Alors que les tensions s’intensifient dans l’est de l’Ukraine, la salve de missiles et de drones russes d’hier a marqué l’un des bombardements les plus intenses de ces derniers mois. Debout au milieu des décombres de ce qui était autrefois un immeuble de six étages à Kharkiv, j’ai observé les secouristes extraire des survivants des débris de béton qui fumaient encore dans la lumière matinale.
« C’est la troisième fois que notre quartier est touché depuis avril, » a déclaré Oleksandr Kovalenko, un ancien ingénieur de 63 ans dont le visage était strié de poussière. « Mais nous n’avons nulle part où aller. »
Le timing de ces attaques semble stratégiquement calculé, survenant quelques jours avant une échéance imposée par les États-Unis pour des progrès dans les négociations de paix. Selon les renseignements militaires ukrainiens, la Russie a lancé plus de 40 missiles et 60 drones Shahed dans plusieurs régions, ciblant à la fois les infrastructures énergétiques et les zones civiles.
À Kyiv, les sirènes d’alerte aérienne à l’aube sont devenues routinières, mais les résidents avec qui j’ai parlé ont décrit l’assaut d’hier comme particulièrement terrifiant. « On pouvait entendre les interceptions se produire juste au-dessus de nous, » a confié Natalia Berezhna, mère de deux enfants qui a passé sept heures dans l’abri au sous-sol de son immeuble. « Les explosions étaient beaucoup plus proches que d’habitude. »
Le Pentagone a indiqué que cette escalade suit un schéma clair de tactiques de pression russes avant les échéances diplomatiques. « Nous voyons Moscou tenter de renforcer sa position de négociation par la force, » a déclaré le porte-parole du Département américain de la Défense, le général de brigade Pat Ryder, lors du point de presse d’hier.
============================================================
#### Consigne 1
Repérez chaque ligne des enregistrements où figure le mot « black », en tenant compte de la casse, et recopiez-la.
#### Consigne 2
Prolongez l'article sur les frappes russes en Ukraine en reprenant là où il s'arrête.
L'article sur les frappes russes en Ukraine n'a aucun lien avec les enregistrements.

(Lignes d'un jeu de données)
============================================================
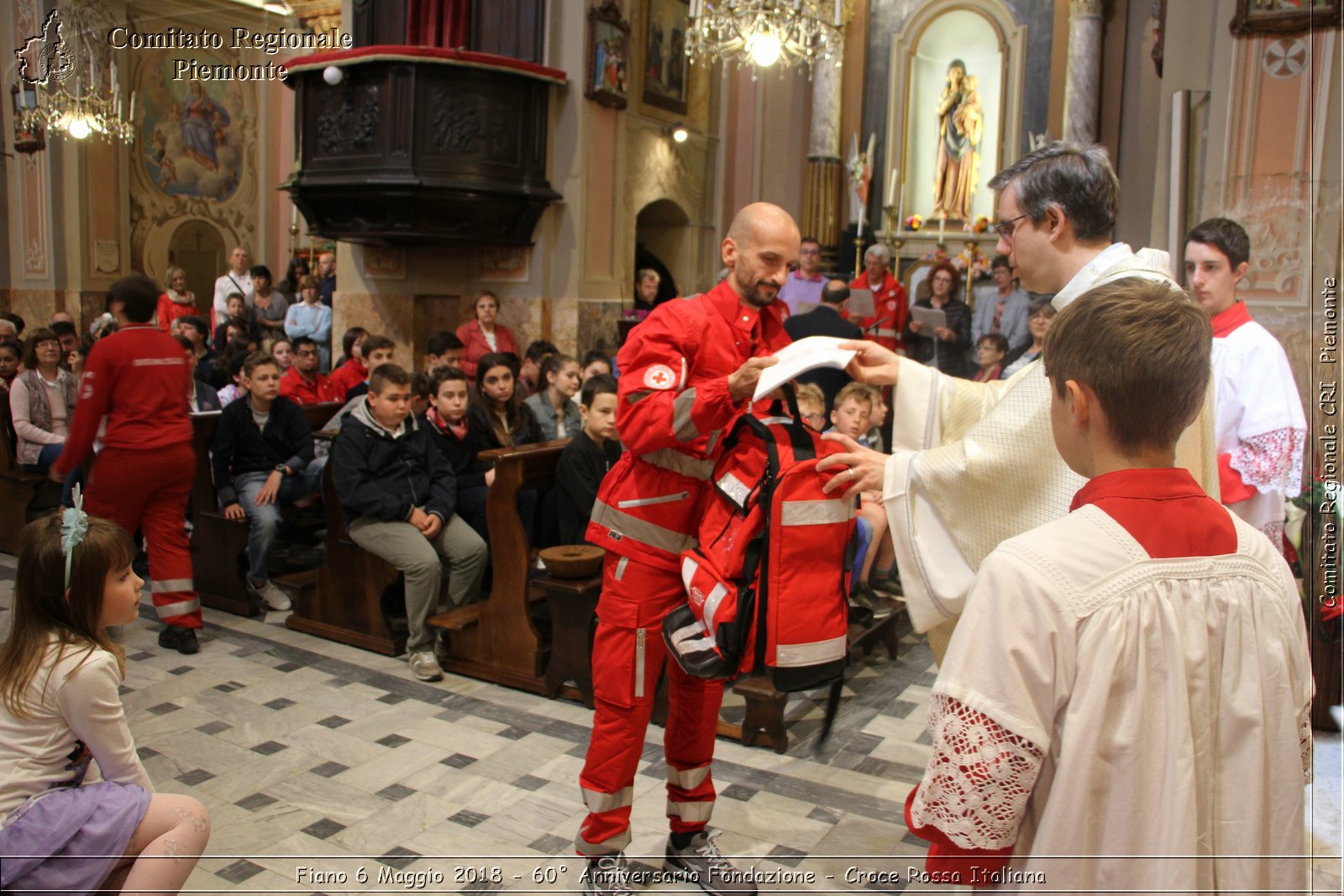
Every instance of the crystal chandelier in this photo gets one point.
(85, 101)
(765, 31)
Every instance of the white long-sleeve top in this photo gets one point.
(76, 716)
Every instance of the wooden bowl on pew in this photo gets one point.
(573, 560)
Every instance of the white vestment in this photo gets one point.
(1260, 421)
(1148, 719)
(974, 464)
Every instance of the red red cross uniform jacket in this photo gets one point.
(674, 407)
(893, 308)
(138, 379)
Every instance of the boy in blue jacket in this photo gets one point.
(396, 495)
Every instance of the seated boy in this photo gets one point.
(812, 405)
(262, 457)
(444, 349)
(459, 443)
(396, 495)
(376, 351)
(302, 383)
(1126, 694)
(586, 458)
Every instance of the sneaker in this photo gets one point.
(608, 876)
(179, 638)
(703, 866)
(270, 595)
(864, 597)
(425, 667)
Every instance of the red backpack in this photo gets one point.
(765, 586)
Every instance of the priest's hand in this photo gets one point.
(864, 473)
(873, 363)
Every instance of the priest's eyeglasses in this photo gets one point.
(1005, 228)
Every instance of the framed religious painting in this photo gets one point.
(1285, 16)
(667, 73)
(609, 45)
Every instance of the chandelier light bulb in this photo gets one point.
(764, 49)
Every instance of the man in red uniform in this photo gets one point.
(889, 298)
(136, 379)
(687, 372)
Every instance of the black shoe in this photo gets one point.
(179, 638)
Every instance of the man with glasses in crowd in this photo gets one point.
(974, 464)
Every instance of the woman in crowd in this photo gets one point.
(296, 271)
(554, 409)
(284, 354)
(42, 402)
(945, 347)
(309, 317)
(1038, 322)
(596, 363)
(11, 362)
(269, 307)
(497, 416)
(176, 300)
(484, 336)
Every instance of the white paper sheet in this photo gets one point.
(799, 358)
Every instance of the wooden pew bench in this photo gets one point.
(495, 640)
(18, 486)
(218, 544)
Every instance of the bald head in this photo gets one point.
(761, 244)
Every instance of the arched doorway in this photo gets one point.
(663, 241)
(198, 249)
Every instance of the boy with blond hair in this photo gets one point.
(1126, 701)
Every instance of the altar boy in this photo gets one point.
(1126, 701)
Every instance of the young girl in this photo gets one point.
(554, 407)
(497, 416)
(60, 672)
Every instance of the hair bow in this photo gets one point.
(74, 526)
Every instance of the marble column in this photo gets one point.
(822, 194)
(1082, 86)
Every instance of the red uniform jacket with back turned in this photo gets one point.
(674, 409)
(138, 378)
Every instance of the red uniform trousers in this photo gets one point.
(628, 654)
(148, 490)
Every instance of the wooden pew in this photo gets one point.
(18, 488)
(218, 544)
(346, 605)
(495, 640)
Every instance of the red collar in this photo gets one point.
(1164, 484)
(743, 317)
(1225, 322)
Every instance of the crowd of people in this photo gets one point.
(1055, 530)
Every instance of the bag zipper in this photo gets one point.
(662, 499)
(638, 663)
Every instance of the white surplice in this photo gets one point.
(974, 464)
(1146, 719)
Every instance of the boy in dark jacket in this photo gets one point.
(396, 495)
(586, 458)
(262, 456)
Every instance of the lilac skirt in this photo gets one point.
(66, 841)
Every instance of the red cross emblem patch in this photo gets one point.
(659, 376)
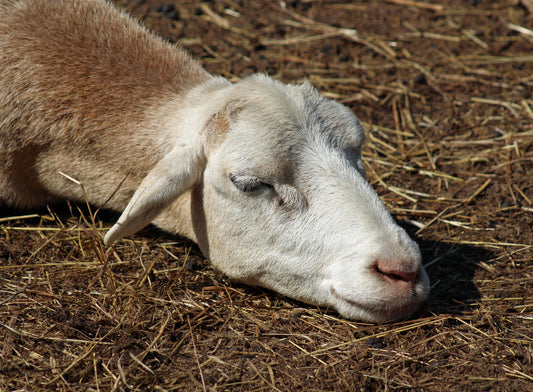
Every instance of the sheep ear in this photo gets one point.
(173, 175)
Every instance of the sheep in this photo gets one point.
(265, 177)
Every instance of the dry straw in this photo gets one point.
(444, 90)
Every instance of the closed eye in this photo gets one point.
(247, 184)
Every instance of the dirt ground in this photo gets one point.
(444, 90)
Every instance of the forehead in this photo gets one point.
(283, 117)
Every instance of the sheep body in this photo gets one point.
(267, 178)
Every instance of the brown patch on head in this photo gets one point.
(218, 125)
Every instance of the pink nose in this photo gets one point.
(397, 271)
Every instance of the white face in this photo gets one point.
(287, 207)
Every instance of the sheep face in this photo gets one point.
(285, 205)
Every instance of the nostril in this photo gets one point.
(395, 271)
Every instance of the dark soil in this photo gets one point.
(445, 92)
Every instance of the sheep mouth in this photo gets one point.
(386, 312)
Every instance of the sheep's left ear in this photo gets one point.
(172, 176)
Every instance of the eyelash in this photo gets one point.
(247, 184)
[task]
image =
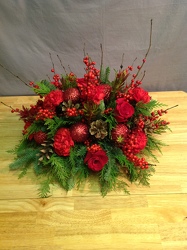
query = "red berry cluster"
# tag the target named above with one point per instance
(56, 79)
(108, 110)
(91, 78)
(44, 114)
(140, 123)
(33, 85)
(72, 112)
(138, 162)
(94, 148)
(15, 110)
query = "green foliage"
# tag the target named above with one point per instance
(154, 144)
(44, 189)
(25, 159)
(52, 125)
(147, 108)
(44, 88)
(104, 75)
(60, 170)
(34, 127)
(68, 82)
(143, 175)
(111, 121)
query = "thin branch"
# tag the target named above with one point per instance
(7, 105)
(101, 46)
(84, 50)
(121, 66)
(52, 61)
(150, 42)
(62, 64)
(172, 107)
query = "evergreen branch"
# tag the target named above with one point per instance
(44, 87)
(44, 189)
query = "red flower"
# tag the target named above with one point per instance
(141, 95)
(96, 160)
(53, 99)
(141, 141)
(136, 142)
(63, 142)
(81, 81)
(97, 94)
(123, 110)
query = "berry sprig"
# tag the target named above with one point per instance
(94, 148)
(44, 114)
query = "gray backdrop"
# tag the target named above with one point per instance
(30, 29)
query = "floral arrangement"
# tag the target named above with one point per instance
(91, 126)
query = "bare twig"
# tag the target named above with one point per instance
(62, 64)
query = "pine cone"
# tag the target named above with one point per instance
(98, 129)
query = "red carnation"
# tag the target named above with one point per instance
(40, 137)
(141, 141)
(96, 160)
(53, 99)
(63, 142)
(123, 110)
(141, 95)
(135, 142)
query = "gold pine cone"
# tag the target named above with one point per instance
(98, 128)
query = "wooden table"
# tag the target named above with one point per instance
(149, 218)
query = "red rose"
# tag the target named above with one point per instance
(97, 94)
(141, 95)
(96, 160)
(81, 81)
(123, 110)
(140, 141)
(63, 142)
(53, 99)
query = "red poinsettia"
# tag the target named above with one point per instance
(141, 95)
(96, 160)
(63, 142)
(53, 99)
(123, 110)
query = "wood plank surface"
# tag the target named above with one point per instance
(152, 217)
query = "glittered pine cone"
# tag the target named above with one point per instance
(98, 128)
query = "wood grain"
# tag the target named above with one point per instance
(149, 218)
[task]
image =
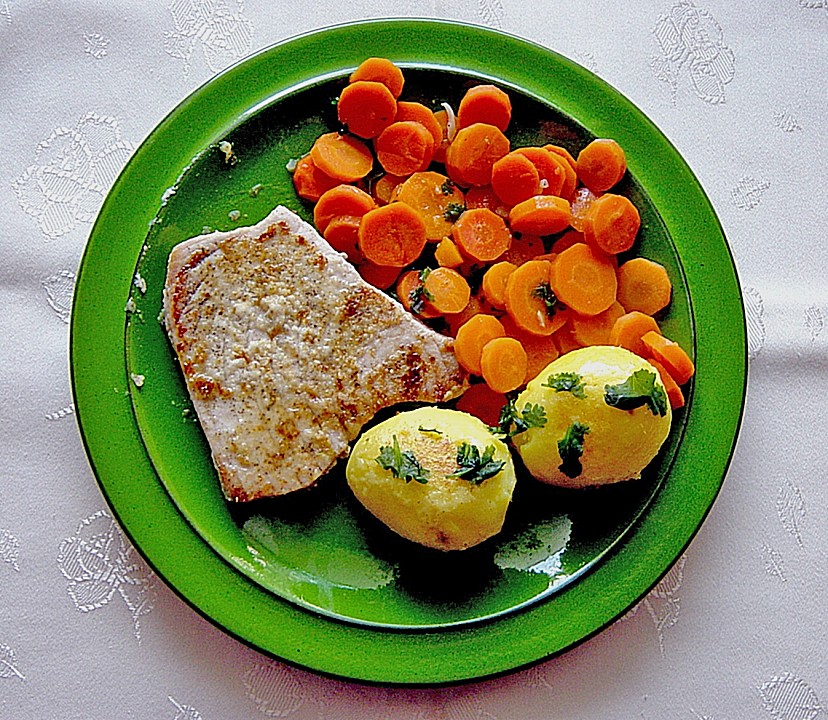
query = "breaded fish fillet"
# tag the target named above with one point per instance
(287, 352)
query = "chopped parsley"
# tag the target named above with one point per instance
(474, 467)
(550, 301)
(567, 382)
(638, 390)
(571, 448)
(512, 421)
(402, 463)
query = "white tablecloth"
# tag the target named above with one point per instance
(737, 629)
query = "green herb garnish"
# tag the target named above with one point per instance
(638, 390)
(571, 448)
(513, 422)
(567, 382)
(402, 463)
(474, 467)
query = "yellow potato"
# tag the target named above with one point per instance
(444, 512)
(615, 444)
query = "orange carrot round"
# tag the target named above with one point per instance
(628, 330)
(503, 364)
(494, 283)
(392, 235)
(644, 285)
(481, 234)
(485, 104)
(380, 70)
(473, 152)
(612, 223)
(540, 215)
(309, 181)
(515, 178)
(530, 300)
(366, 108)
(601, 164)
(342, 157)
(584, 279)
(341, 200)
(476, 332)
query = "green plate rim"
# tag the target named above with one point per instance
(100, 384)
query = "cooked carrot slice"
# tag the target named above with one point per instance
(342, 157)
(494, 283)
(584, 279)
(515, 178)
(628, 330)
(473, 152)
(380, 70)
(366, 108)
(436, 198)
(540, 215)
(601, 164)
(341, 200)
(644, 285)
(530, 300)
(612, 223)
(472, 336)
(485, 104)
(503, 364)
(596, 329)
(392, 235)
(309, 181)
(671, 355)
(481, 235)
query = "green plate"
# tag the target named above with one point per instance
(312, 579)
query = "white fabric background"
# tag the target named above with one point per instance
(737, 629)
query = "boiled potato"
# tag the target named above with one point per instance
(607, 417)
(402, 471)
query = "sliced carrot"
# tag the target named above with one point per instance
(596, 329)
(392, 235)
(417, 112)
(447, 254)
(341, 200)
(342, 233)
(523, 248)
(446, 290)
(482, 402)
(485, 104)
(342, 157)
(515, 178)
(366, 108)
(601, 164)
(485, 196)
(584, 279)
(551, 172)
(628, 330)
(473, 152)
(644, 285)
(383, 188)
(612, 223)
(670, 354)
(494, 283)
(436, 198)
(309, 181)
(481, 234)
(411, 294)
(540, 215)
(380, 276)
(476, 332)
(674, 393)
(503, 364)
(530, 301)
(380, 70)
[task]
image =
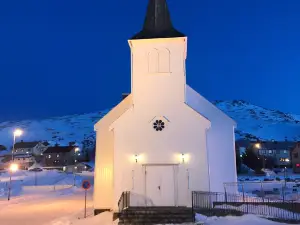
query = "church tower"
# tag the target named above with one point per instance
(158, 54)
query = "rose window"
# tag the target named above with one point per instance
(159, 125)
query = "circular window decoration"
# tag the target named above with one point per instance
(159, 125)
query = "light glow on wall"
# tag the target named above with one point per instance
(183, 157)
(136, 158)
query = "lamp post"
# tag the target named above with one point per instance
(17, 133)
(258, 147)
(13, 168)
(75, 167)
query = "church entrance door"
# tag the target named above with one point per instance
(161, 184)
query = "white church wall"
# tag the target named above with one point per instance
(220, 138)
(185, 132)
(103, 181)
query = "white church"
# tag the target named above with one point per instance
(164, 140)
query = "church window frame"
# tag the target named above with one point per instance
(159, 125)
(159, 61)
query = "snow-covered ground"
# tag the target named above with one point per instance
(40, 205)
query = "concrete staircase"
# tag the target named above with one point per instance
(155, 215)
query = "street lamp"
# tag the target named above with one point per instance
(17, 133)
(75, 167)
(12, 168)
(258, 147)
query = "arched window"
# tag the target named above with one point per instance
(153, 61)
(164, 61)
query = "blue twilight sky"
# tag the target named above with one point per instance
(61, 57)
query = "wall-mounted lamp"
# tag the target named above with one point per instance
(136, 157)
(183, 157)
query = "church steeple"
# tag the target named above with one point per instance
(158, 23)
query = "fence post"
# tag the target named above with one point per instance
(283, 195)
(262, 190)
(225, 193)
(243, 192)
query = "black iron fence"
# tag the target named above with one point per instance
(277, 190)
(222, 204)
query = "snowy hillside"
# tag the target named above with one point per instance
(258, 122)
(253, 121)
(60, 130)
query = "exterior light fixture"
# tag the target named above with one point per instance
(183, 157)
(136, 157)
(257, 145)
(18, 133)
(14, 167)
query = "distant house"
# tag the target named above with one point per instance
(30, 148)
(279, 151)
(2, 148)
(60, 156)
(80, 167)
(24, 161)
(296, 158)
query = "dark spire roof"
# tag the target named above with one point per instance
(158, 23)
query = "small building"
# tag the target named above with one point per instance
(31, 148)
(295, 153)
(80, 167)
(60, 156)
(278, 151)
(24, 161)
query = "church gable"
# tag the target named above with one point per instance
(115, 113)
(204, 107)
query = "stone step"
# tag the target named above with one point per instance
============================================================
#### Résultat final 1
Every instance of the black shoe in this photo gets one point.
query = "black iron fence"

#### Résultat final 2
Le président ukrainien Volodymyr Zelenskyy s’est adressé à la nation hier soir, qualifiant les attaques de « message écrit avec du sang » à la veille des pourparlers de paix. Son administration a confirmé que sept civils ont été tués dans tout le pays, et des dizaines d’autres blessés. L’armée de l’air ukrainienne affirme avoir intercepté 29 missiles et 40 drones, mais reconnaît que des dommages importants ont été causés malgré ces efforts.
Ce qui rend ce moment particulièrement précaire est l’échéance imminente fixée par Washington. Le mois dernier, le secrétaire d’État américain Antony Blinken a annoncé que des progrès substantiels vers un cessez-le-feu doivent être démontrés d’ici le 31 mai, sinon certaines catégories d’aide militaire pourraient être retardées. Cette date limite a créé une anxiété palpable tant chez les responsables ukrainiens que chez les civils.
« Les Russes comprennent parfaitement le timing, » a expliqué Dr. Hanna Shelest, Directrice des Programmes de Sécurité au Conseil ukrainien de politique étrangère Prism, que j’ai interviewée par appel vidéo sécurisé. « Ils testent non seulement les défenses de l’Ukraine, mais aussi la détermination occidentale. Créer des crises humanitaires avant les négociations vient directement de leur manuel syrien. »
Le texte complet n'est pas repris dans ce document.